(WHAT YOU NEED TO DO): Each entry below has to be written out again without any change.

Natural-language object grounding data:
--- START ---

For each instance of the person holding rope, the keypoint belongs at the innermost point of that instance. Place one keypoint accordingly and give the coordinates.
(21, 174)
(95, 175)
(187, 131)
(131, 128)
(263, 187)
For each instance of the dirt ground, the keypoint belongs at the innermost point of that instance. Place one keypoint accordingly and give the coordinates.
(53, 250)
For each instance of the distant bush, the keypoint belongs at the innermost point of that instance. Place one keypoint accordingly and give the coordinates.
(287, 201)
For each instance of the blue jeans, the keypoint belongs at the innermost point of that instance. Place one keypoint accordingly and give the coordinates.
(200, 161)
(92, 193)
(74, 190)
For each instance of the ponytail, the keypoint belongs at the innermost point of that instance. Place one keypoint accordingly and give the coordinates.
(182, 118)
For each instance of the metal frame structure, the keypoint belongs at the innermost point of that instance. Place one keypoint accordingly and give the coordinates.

--- END ---

(TASK SOLUTION):
For each instance of the person holding rope, the keypoint belongs at the innermost point of that instance. Place one keypoint accordingly and give the coordinates.
(21, 174)
(95, 175)
(187, 131)
(131, 128)
(263, 187)
For each instance of the dirt ground, the keypoint belongs at the innermost point of that instance. Place one keypoint accordingly and give the coordinates.
(53, 250)
For each instance of the distant bush, the keypoint belongs at the innermost point of that instance. Place one keypoint accordingly and give the coordinates.
(287, 201)
For each instance of the blue jeans, the keypoint belongs at the innermost point of that instance. Place one keypoint accordingly and give the coordinates.
(200, 161)
(92, 193)
(74, 190)
For each instance of the ponytail, the keypoint belongs at the innermost point of that instance. Place one keypoint accordingly and give the coordinates.
(182, 118)
For each instance of the metal frame structure, the keypoint belongs at the innermost point of that instance. Place one keypoint accordingly and give the coordinates.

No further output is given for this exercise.